TO-DO LIST:
A. According to the Open Babel vulnerability report, about how many file formats does Open Babel currently support?
B. Return the part of the Open Babel vulnerability report from "CVE-2022-43607" up to and including "by the vendor.".
C. Extend the Open Babel vulnerability report beyond its last sentence.

GIVEN TEXT:
⟨

Talos Vulnerability Report

TALOS-2022-1664

Open Babel MOL2 format attribute and value out-of-bounds write vulnerability

July 21, 2023
CVE Number

CVE-2022-43607

SUMMARY

An out-of-bounds write vulnerability exists in the MOL2 format attribute and value functionality of Open Babel 3.1.1 and master commit 530dbfa3. A specially crafted malformed file can lead to arbitrary code execution. An attacker can provide a malicious file to trigger this vulnerability.

CONFIRMED VULNERABLE VERSIONS

The versions below were either tested or verified to be vulnerable by Talos or confirmed to be vulnerable by the vendor.

Open Babel 3.1.1
Open Babel master commit 530dbfa3

PRODUCT URLS

Open Babel - https://openbabel.org/

CVSSv3 SCORE

8.1 - CVSS:3.1/AV:N/AC:H/PR:N/UI:N/S:U/C:H/I:H/A:H

CWE

CWE-119 - Improper Restriction of Operations within the Bounds of a Memory Buffer

DETAILS

Open Babel is a popular library for converting chemical file formats, currently supporting about 130 different file formats. It implements bindings for several programming languages. Because of the nature of the library, and since there are many online chemical format converters and molecule viewers which might be using Open Babel in their backend for parsing and conversion, we consider this software as potentially accessible via network.

Open Babel ships a simple converter application called obabel that can be used to trigger the issue described in this advisory. obabel supports -i and -o parameters, which select the input and output formats to perform the conversion. obabel supports multiple input and output files (as does the Open Babel library itself): this technically allows multiple vulnerabilities to trigger in sequence, which in turn could make some vulnerabilities easier to exploit. In this advisory, however, we focus on only one input file and a corresponding output file.

When a single input file and output file are supplied, obabel.cpp records the input and output formats (if supplied), and calls OBConversion::FullConvert in obconversion.cpp. Inside this function, there’s a call to OpenAndSetFormat, which uses FormatFromExt to derive the input format from the filename extension if no -i parameter was supplied. Similarly, OpenInAndOutFiles can be used to derive both input and output formats from the filename extensions when none are supplied.

⟩

SUPPLIED MATERIAL:

⟨

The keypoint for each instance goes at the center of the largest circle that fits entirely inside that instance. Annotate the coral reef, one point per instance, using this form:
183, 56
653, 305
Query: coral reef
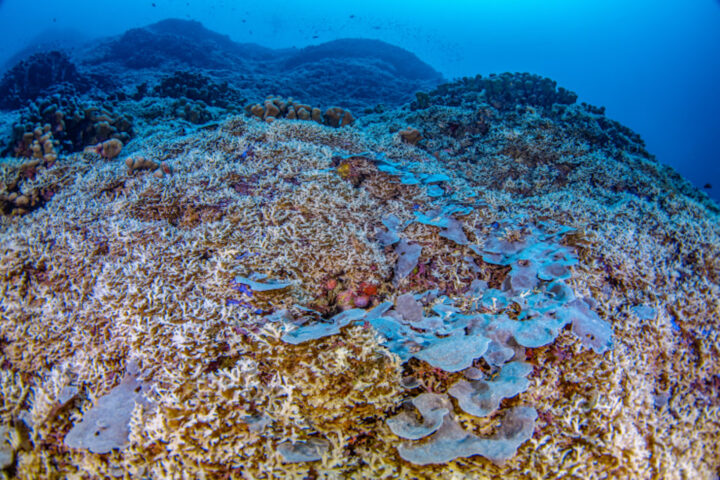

⟩

ANSWERS TO THE EXERCISES:
A. About 130.

B.
CVE-2022-43607

SUMMARY

An out-of-bounds write vulnerability exists in the MOL2 format attribute and value functionality of Open Babel 3.1.1 and master commit 530dbfa3. A specially crafted malformed file can lead to arbitrary code execution. An attacker can provide a malicious file to trigger this vulnerability.

CONFIRMED VULNERABLE VERSIONS

The versions below were either tested or verified to be vulnerable by Talos or confirmed to be vulnerable by the vendor.

C.
Depending on how the obabel application is invoked, different paths could take place. However, eventually, pInFormat and pOutFormat (of base class OBFormat) objects are allocated, which are instances of the classes that implement the selected input and output formats.

The code then proceeds with a call to OBConversion::Convert, which eventually leads to calling pInFormat->ReadMolecule and pOutFormat->WriteMolecule.

In this advisory, we describe an issue in the mol2 file format (formats/mol2format.cpp) when parsing an input file via ReadMolecule.

    bool MOL2Format::ReadMolecule(OBBase* pOb, OBConversion* pConv)
    {

      ...
[1]   char buffer[BUFF_SIZE];
      char *comment = nullptr;
      string str,str1;
      vector<string> vstr;
      int len;

      ...

      for (;;)
        {
[2]       if (!ifs.getline(buffer,BUFF_SIZE))
            return(false);
[3]       if (pConv->IsOption("c", OBConversion::INOPTIONS) != nullptr && EQn(buffer, "###########", 10))
            {
[4]           char attr[32], val[32];
[5]           sscanf(buffer, "########## %[^:]:%s", attr, val);
              OBPairData *dd = new OBPairData;
              dd->SetAttribute(attr);
              dd->SetValue(val);
              dd->SetOrigin(fileformatInput);
              mol.SetData(dd);
            }
          if (EQn(buffer,"@<TRIPOS>MOLECULE",17))
            break;
        }

The function defines several variables. We’re especially interested in buffer at [1], a char buffer of size 32768 which is used to read lines in the input file. At [2] a line is read, which is expected to contain the string “###########” [3]. In order to enter the if at [3], the option “c” also needs to be used (-ac from the commandline).

At [4], two char arrays are defined, of size 32. At [5], sscanf is used with a “%s” format specifier. “%s” alone does not constrain the read length, which can go well over 32 bytes. This allows an out-of-bounds write on the stack from both attr and val buffers. Depending on how the code is compiled and the stack is laid out, this issue can lead to arbitrary code execution.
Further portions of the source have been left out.